**Task brief**
Reproduce every line of the listing below without any change, leaving out the picture lines.

Rows from a pointing dataset
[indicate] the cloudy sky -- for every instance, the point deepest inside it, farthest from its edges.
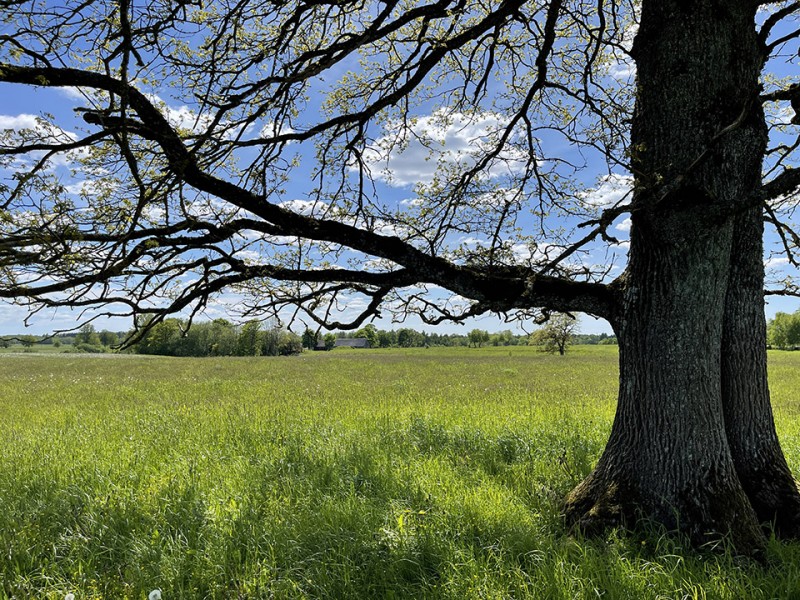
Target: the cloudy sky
(397, 171)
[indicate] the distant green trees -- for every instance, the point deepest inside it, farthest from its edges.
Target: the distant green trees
(478, 337)
(220, 337)
(556, 334)
(784, 331)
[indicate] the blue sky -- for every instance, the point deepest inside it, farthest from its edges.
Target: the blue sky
(396, 175)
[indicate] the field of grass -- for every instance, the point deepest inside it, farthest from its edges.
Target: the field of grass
(431, 473)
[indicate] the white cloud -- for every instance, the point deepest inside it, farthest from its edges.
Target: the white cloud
(776, 261)
(408, 156)
(45, 131)
(90, 187)
(613, 188)
(624, 226)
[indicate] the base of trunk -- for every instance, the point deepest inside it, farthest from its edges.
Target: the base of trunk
(774, 495)
(710, 516)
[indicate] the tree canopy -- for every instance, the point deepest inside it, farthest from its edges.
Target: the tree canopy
(441, 159)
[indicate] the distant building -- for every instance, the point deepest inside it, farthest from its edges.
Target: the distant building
(345, 343)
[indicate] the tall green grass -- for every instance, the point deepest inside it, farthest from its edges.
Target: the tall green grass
(353, 474)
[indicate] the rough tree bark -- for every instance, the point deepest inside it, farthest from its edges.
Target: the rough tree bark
(757, 454)
(698, 140)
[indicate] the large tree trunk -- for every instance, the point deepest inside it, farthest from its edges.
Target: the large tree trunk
(757, 454)
(698, 137)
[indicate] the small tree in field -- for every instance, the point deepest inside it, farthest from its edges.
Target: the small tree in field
(556, 334)
(478, 337)
(784, 330)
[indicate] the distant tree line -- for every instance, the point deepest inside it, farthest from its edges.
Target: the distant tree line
(783, 331)
(220, 337)
(411, 338)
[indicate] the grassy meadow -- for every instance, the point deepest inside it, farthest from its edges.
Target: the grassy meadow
(428, 473)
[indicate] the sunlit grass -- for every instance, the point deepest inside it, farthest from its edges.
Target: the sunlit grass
(354, 474)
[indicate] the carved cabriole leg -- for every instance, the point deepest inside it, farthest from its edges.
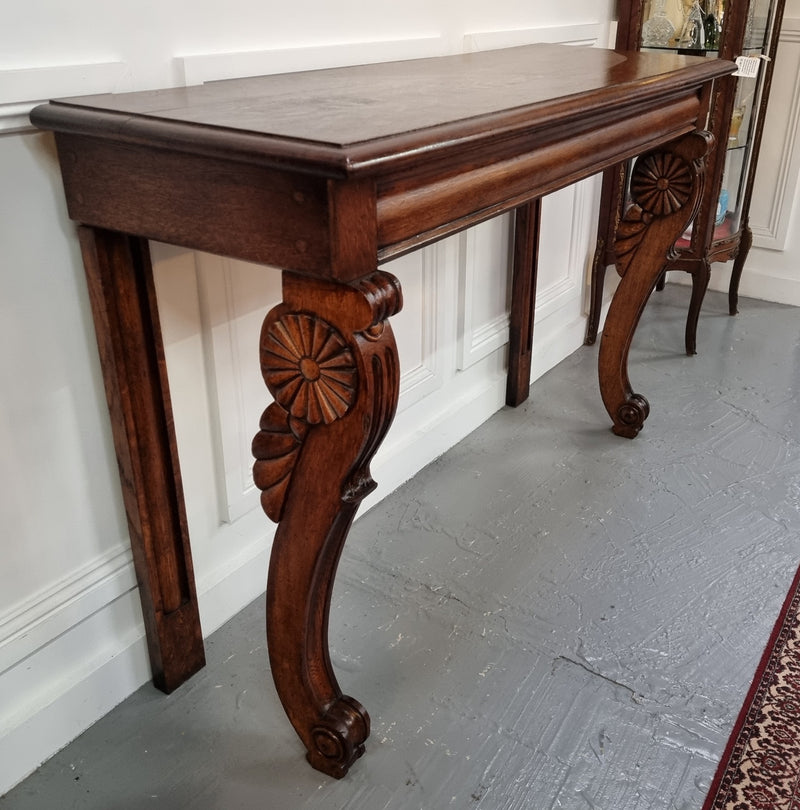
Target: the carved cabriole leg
(666, 187)
(329, 359)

**Task result**
[indicate] the cloudy sky -- for every instance, the point deepest inside it, farthest from its edges.
Target: the cloudy sky
(397, 171)
[indicate] the distant green trees -- for every instance, the point deepest inside it, farthest from its edges.
Target: the distant green trees
(478, 337)
(220, 337)
(556, 334)
(784, 331)
[indicate] the blue sky -- for every instance, the point deepest inside it, farthest from its edges.
Target: the blue sky
(396, 175)
[indicate] the field of grass -- for every instance, the point deepest inside it, farthest from its edges.
Target: the field of grass
(431, 473)
[indicate] the white cloud -- for every instance, the point deepest inside it, farthest from its edges.
Target: the white cloud
(776, 261)
(408, 156)
(45, 131)
(90, 187)
(613, 188)
(624, 226)
[indicate] the base of trunk -- for every instance, the point deepest inside it, farthest from its edges.
Target: the base of trunk
(774, 495)
(710, 516)
[indicate] the tree canopy -- for every instance, the point deepest inside it, farthest from its edges.
Target: the tree canopy
(441, 159)
[indicate] the distant building -- for every instance, the point deepest inside it, farthest from its edges.
Target: the distant building
(345, 343)
[indicate] the tall green grass -- for every instance, the point deepest inside it, farthest from its edges.
Target: the tall green grass
(353, 474)
[indicate] the rough tree bark -- for every instance, the point deepest inside it, farthest from its edges.
Target: the rough tree bark
(757, 454)
(698, 140)
[indicate] the large tree trunk -- for every instance, the point deepest inside it, farthest from its edges.
Target: the large tree trunk
(757, 454)
(698, 137)
[indicate] the small tree in field -- for every instance, the point deepest inside it, farthest from its edges.
Target: the small tree in field
(556, 334)
(478, 337)
(784, 330)
[indicate] the distant tree line -- for every instance, the point deepest inside it, farthest from its edges.
Target: the distant tree line
(783, 331)
(220, 337)
(411, 338)
[indicate] the grassy meadow -- for every instance, the point deepest inside it, farthest from its edges.
Target: the grassy meadow
(428, 473)
[indicate] the sunlit grass -- for every instance, the point deepest inside it, farthest from its edges.
Target: the sunlit grass
(354, 474)
[indicate] the carved cabriole leg -- for every instance, the point deepest inside it, farthest from its edges.
Target: the carved cabriole leg
(666, 187)
(329, 359)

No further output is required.